>>>>
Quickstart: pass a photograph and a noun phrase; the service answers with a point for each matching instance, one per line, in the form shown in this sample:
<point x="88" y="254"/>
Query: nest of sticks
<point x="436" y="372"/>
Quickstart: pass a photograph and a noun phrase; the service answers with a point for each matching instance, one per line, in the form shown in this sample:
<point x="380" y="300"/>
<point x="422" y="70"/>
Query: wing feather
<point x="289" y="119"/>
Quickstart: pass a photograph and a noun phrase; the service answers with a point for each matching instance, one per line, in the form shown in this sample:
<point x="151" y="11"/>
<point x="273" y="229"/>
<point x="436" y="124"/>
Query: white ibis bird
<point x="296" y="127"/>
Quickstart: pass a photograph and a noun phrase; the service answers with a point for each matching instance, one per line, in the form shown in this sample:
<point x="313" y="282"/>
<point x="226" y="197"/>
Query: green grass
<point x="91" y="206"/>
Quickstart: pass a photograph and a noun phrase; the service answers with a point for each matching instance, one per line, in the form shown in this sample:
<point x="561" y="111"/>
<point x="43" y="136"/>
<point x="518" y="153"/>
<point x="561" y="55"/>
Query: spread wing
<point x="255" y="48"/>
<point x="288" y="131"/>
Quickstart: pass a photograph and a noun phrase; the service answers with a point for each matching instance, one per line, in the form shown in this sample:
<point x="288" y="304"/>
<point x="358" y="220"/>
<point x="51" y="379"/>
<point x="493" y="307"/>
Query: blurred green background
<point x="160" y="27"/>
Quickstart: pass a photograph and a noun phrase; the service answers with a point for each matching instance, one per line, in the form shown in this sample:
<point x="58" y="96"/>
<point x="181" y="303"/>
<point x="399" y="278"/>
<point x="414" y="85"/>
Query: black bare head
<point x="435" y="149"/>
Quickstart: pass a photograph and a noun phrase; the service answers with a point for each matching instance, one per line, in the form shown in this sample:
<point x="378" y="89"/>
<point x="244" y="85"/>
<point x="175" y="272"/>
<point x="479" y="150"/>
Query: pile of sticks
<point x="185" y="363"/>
<<<<
- [WHAT IS REQUIRED]:
Reproduce the listing above word for word.

- [THE OUTPUT]:
Quickstart: pass a photograph and a noun phrase; the service answers with a point for each matching instance, one per line, in the form shown in this sample:
<point x="88" y="254"/>
Query: nest of sticks
<point x="436" y="372"/>
Quickstart: pass a photograph and a noun phrase; the service answers with a point for each matching instance, one per line, in the form shown in this sample:
<point x="380" y="300"/>
<point x="422" y="70"/>
Query: wing feather
<point x="289" y="119"/>
Quickstart: pass a photograph and a noun phrase; the service answers with a point for each matching instance, one per line, in the form shown in this sample:
<point x="151" y="11"/>
<point x="273" y="229"/>
<point x="436" y="124"/>
Query: white ibis bird
<point x="296" y="127"/>
Quickstart: pass a photograph and a noun phrase; the service answers with a point for each matching instance, one per line, in the form shown in this sample:
<point x="313" y="282"/>
<point x="226" y="197"/>
Query: green grass
<point x="91" y="206"/>
Quickstart: pass a photograph and a noun phrase; the service answers with a point for each matching instance, one per line, in the form shown in this sample:
<point x="561" y="111"/>
<point x="43" y="136"/>
<point x="518" y="153"/>
<point x="561" y="55"/>
Query: spread wing
<point x="255" y="48"/>
<point x="288" y="131"/>
Quickstart: pass a photograph and a noun phrase; the service answers with a point for each matching instance, one per line, in the form shown in this sample:
<point x="288" y="304"/>
<point x="358" y="220"/>
<point x="51" y="379"/>
<point x="493" y="307"/>
Query: blurred green background
<point x="160" y="27"/>
Quickstart: pass a photograph and a noun phrase; the service answers with a point for each matching instance, one per line, in the form shown in this sample:
<point x="58" y="96"/>
<point x="181" y="303"/>
<point x="399" y="278"/>
<point x="414" y="85"/>
Query: black bare head
<point x="435" y="149"/>
Quickstart: pass a photograph and a noun phrase; the service answers with a point for each matching instance, one per line, in the form shown in this sample:
<point x="378" y="89"/>
<point x="244" y="85"/>
<point x="175" y="272"/>
<point x="479" y="150"/>
Query: pile of sticks
<point x="185" y="363"/>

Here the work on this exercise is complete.